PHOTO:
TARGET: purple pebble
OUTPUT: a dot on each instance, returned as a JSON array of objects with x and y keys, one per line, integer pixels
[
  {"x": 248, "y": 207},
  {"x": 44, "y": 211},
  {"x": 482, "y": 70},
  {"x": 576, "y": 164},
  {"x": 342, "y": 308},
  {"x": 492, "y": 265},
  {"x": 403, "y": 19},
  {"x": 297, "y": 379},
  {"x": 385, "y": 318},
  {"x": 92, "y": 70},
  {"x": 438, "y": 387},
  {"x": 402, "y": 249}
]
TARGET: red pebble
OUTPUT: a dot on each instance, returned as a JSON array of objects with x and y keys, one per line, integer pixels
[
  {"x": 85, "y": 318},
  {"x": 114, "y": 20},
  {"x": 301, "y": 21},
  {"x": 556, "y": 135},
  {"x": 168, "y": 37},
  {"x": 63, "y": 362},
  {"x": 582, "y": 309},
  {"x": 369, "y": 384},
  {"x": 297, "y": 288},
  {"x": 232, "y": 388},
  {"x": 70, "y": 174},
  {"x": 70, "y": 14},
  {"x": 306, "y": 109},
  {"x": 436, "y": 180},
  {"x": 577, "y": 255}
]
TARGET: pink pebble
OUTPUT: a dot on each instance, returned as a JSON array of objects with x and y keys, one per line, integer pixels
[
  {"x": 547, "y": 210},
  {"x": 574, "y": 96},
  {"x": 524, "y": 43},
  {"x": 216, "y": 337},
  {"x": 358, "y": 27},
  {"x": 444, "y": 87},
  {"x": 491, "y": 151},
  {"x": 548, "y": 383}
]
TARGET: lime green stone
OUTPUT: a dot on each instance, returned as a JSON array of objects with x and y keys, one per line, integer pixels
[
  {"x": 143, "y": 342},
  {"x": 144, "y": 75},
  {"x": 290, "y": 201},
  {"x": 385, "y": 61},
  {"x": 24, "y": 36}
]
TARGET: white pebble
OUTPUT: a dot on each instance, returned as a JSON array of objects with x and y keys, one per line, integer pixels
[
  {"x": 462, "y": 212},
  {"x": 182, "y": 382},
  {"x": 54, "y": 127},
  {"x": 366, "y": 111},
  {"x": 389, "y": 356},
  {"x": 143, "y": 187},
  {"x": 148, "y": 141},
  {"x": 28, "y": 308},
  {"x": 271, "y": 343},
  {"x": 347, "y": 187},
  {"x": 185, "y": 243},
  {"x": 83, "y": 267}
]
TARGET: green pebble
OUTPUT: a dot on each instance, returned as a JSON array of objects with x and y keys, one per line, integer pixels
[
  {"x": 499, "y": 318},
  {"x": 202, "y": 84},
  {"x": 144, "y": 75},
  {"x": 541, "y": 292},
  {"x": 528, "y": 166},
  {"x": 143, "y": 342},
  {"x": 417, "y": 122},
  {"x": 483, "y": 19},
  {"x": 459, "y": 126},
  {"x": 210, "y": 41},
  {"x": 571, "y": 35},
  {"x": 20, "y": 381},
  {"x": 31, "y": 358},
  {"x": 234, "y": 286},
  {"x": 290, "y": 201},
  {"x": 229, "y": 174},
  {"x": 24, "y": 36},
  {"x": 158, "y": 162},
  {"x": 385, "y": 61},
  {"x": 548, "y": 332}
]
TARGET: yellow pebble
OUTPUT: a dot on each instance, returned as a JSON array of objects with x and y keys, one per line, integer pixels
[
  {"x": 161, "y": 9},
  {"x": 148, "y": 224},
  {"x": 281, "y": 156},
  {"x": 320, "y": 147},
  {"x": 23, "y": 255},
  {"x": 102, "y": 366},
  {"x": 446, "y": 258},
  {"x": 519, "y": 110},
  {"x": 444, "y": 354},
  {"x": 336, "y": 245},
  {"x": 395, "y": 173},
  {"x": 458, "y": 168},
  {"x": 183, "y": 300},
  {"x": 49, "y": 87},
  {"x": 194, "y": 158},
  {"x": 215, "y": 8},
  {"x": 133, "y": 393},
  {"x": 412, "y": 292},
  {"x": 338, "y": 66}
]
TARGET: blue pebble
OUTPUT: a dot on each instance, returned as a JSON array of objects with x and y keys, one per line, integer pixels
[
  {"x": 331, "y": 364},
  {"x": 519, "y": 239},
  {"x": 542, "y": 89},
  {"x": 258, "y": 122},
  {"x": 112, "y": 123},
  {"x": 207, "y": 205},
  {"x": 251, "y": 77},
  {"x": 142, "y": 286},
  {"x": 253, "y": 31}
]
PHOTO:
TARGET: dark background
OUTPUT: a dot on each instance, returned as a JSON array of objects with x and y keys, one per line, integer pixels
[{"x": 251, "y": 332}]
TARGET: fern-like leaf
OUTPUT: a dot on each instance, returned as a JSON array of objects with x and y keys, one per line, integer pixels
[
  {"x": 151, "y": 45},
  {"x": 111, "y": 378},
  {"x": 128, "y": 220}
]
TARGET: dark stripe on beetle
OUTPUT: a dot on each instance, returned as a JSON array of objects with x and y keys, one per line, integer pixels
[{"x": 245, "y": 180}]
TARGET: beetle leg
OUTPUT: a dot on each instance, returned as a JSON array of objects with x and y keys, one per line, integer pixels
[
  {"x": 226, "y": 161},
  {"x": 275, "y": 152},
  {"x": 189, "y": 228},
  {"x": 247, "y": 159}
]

■ REQUIREMENT ■
Would you output, unchanged, each line from the start of the records to the line that holds "TARGET: pink pebble", both included and nothing else?

■ SOLUTION TO THIS TASK ■
PHOTO:
TARGET: purple pebble
OUTPUT: a dot on each instance, returned as a JSON array of objects with x and y keys, one per line, integer pixels
[
  {"x": 248, "y": 207},
  {"x": 44, "y": 211},
  {"x": 482, "y": 70},
  {"x": 576, "y": 164},
  {"x": 342, "y": 308},
  {"x": 492, "y": 265},
  {"x": 403, "y": 19},
  {"x": 297, "y": 379},
  {"x": 385, "y": 318},
  {"x": 92, "y": 70},
  {"x": 438, "y": 387},
  {"x": 402, "y": 249}
]
TARGET: red pebble
OUTPUT: a dot on each instance, returned as a JSON array of objects with x and y keys, one per line, integer pixels
[
  {"x": 85, "y": 318},
  {"x": 114, "y": 20},
  {"x": 301, "y": 21},
  {"x": 556, "y": 135},
  {"x": 168, "y": 37},
  {"x": 63, "y": 362},
  {"x": 582, "y": 309},
  {"x": 369, "y": 384},
  {"x": 297, "y": 288},
  {"x": 232, "y": 388},
  {"x": 70, "y": 174},
  {"x": 70, "y": 14},
  {"x": 306, "y": 109},
  {"x": 436, "y": 180},
  {"x": 577, "y": 255}
]
TARGET: pink pebble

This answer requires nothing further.